→ Görev Listesi
1) Yargının hesap vermesi ve yargı bağımsızlığı konulu metni hiçbir değişiklik yapmadan baştan sona kopyalayınız.
2) Kayıtlarda "Target: cow statue's tail" ifadesini içeren satırdan "136), (10, 142)]" ifadesini içeren satıra kadar, iki uç satır da dahil olmak üzere, yalnızca bu satırları yeniden veriniz. Bu satırlarda "even-odd" yerine "nonzero" yazınız; geri kalan her şeyi değiştirmeden bırakınız.

→ Metin Bloğu
%%

25 Mart 2010

Yargının hesap vermesi ve yargı bağımsızlığı

Bugün pek de üzerime vazife olmayan bir konuda yazacağım. Ama haddimi de bilerek...

Yargının hesap vermesi ve yargı bağımsızlığı
Bugün pek de üzerime vazife olmayan bir konuda yazacağım. Ama haddimi de bilerek.

Yargının hesap vermesi
Hesap verme, şeffaflığın doğal bir sonucudur. Şeffaflık da demokrasinin. Biz bu “hesap verme” meselesini Anayasa değişikliği taslağıyla ilgili tartışmalarda yanlış kullanıyoruz kanaatindeyim.  Sorgulamadan kavramın güvenilirliğine itbar ediyoruz sanki. Zaman zaman “hazır vagon” dediğim şeylerden bir tanesi de bu esasen.
Kavramın Türkçe çevirisiyle ilgili problem de buna hizmet ediyor gibi. Şöyle ki: Türkçe’de “hesap verme” başka çağırışımlar da taşır. “Neden dediğimi yapmıyorsun?” derken de karşımızdakinden hesap sormuş oluruz. İstediğimiz şey esasta yasal değilse veya yanlışsa, hesap verme mekanizması otomotik olarak “iyi” sonuç vermez. Kötü işleyen bir hesap verme mekanizması şeffaflığı öldürür ve  yasal olmayan şeylerin örtbas edilmesine hizmet eder.

%%

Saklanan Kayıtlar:

%%

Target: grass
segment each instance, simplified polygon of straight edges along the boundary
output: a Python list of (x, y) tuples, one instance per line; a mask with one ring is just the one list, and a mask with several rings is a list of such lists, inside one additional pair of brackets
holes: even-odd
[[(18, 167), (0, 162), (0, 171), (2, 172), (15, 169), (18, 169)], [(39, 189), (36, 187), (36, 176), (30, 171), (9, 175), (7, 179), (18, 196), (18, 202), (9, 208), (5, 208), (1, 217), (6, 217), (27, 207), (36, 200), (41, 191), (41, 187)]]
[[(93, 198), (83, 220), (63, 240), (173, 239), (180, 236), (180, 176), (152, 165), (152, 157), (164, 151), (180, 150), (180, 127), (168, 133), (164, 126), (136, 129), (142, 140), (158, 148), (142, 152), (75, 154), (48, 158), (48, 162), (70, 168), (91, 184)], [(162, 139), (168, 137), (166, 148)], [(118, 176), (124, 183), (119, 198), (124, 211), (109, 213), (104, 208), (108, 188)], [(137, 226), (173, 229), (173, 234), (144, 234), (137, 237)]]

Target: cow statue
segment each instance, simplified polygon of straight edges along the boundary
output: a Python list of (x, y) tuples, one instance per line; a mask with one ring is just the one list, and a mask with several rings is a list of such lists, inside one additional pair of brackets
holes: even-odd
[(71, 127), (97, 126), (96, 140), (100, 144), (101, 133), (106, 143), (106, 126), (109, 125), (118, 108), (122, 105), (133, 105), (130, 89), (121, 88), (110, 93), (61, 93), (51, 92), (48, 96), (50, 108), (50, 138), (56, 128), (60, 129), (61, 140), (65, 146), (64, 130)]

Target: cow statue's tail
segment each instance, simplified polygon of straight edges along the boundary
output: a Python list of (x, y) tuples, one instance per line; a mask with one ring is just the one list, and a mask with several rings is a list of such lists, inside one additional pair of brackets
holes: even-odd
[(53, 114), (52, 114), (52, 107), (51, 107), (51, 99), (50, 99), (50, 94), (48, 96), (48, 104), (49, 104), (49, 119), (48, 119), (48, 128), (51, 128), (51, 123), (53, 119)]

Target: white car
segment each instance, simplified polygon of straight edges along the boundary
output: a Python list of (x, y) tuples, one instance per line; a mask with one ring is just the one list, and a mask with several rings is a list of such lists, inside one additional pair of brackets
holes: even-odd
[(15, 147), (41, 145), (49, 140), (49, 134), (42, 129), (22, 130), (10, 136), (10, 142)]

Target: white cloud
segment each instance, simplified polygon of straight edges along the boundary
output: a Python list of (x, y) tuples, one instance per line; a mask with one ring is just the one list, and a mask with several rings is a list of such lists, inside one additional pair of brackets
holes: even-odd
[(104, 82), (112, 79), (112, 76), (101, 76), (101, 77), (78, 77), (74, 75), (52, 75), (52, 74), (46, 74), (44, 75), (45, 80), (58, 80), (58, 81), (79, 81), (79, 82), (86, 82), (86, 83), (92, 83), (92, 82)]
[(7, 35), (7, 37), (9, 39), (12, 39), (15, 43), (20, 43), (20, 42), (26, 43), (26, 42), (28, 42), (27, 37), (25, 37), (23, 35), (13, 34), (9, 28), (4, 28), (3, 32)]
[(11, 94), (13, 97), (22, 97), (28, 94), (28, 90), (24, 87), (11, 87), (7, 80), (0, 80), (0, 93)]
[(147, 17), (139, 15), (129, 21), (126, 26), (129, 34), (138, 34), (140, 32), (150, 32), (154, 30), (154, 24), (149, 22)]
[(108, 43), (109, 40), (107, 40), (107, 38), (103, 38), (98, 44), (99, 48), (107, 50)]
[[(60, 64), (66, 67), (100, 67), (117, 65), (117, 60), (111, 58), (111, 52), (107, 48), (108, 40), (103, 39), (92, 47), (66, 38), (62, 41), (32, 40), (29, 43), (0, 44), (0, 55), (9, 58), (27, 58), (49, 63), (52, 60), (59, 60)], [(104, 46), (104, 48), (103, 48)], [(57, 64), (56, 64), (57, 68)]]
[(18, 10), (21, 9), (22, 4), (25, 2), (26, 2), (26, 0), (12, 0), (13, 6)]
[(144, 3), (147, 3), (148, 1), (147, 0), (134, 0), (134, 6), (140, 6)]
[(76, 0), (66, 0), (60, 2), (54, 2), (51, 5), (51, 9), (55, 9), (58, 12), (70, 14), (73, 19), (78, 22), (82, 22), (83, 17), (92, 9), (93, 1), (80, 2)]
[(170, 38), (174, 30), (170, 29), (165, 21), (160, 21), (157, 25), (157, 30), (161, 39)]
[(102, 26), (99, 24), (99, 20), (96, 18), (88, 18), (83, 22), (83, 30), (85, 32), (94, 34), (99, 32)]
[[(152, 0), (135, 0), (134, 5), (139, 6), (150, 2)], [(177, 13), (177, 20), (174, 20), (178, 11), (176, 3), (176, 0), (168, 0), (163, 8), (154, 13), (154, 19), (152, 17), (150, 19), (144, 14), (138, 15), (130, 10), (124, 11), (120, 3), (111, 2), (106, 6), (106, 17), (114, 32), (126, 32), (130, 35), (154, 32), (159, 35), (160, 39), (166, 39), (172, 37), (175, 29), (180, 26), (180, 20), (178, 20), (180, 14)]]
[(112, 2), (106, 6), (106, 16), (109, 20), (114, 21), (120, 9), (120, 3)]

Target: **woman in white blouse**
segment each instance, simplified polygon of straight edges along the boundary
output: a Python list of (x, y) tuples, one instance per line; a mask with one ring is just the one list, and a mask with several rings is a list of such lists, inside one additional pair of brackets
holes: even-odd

%%

→ Beklenen Sonuçlar
1)
25 Mart 2010

Yargının hesap vermesi ve yargı bağımsızlığı

Bugün pek de üzerime vazife olmayan bir konuda yazacağım. Ama haddimi de bilerek...

Yargının hesap vermesi ve yargı bağımsızlığı
Bugün pek de üzerime vazife olmayan bir konuda yazacağım. Ama haddimi de bilerek.

Yargının hesap vermesi
Hesap verme, şeffaflığın doğal bir sonucudur. Şeffaflık da demokrasinin. Biz bu “hesap verme” meselesini Anayasa değişikliği taslağıyla ilgili tartışmalarda yanlış kullanıyoruz kanaatindeyim.  Sorgulamadan kavramın güvenilirliğine itbar ediyoruz sanki. Zaman zaman “hazır vagon” dediğim şeylerden bir tanesi de bu esasen.
Kavramın Türkçe çevirisiyle ilgili problem de buna hizmet ediyor gibi. Şöyle ki: Türkçe’de “hesap verme” başka çağırışımlar da taşır. “Neden dediğimi yapmıyorsun?” derken de karşımızdakinden hesap sormuş oluruz. İstediğimiz şey esasta yasal değilse veya yanlışsa, hesap verme mekanizması otomotik olarak “iyi” sonuç vermez. Kötü işleyen bir hesap verme mekanizması şeffaflığı öldürür ve  yasal olmayan şeylerin örtbas edilmesine hizmet eder.

2)
Target: cow statue's tail
segment each instance, simplified polygon of straight edges along the boundary
output: a Python list of (x, y) tuples, one instance per line; a mask with one ring is just the one list, and a mask with several rings is a list of such lists, inside one additional pair of brackets
holes: nonzero
[(53, 114), (52, 114), (52, 107), (51, 107), (51, 99), (50, 99), (50, 94), (48, 96), (48, 104), (49, 104), (49, 119), (48, 119), (48, 128), (51, 128), (51, 123), (53, 119)]

Target: white car
segment each instance, simplified polygon of straight edges along the boundary
output: a Python list of (x, y) tuples, one instance per line; a mask with one ring is just the one list, and a mask with several rings is a list of such lists, inside one additional pair of brackets
holes: nonzero
[(15, 147), (41, 145), (49, 140), (49, 134), (42, 129), (22, 130), (10, 136), (10, 142)]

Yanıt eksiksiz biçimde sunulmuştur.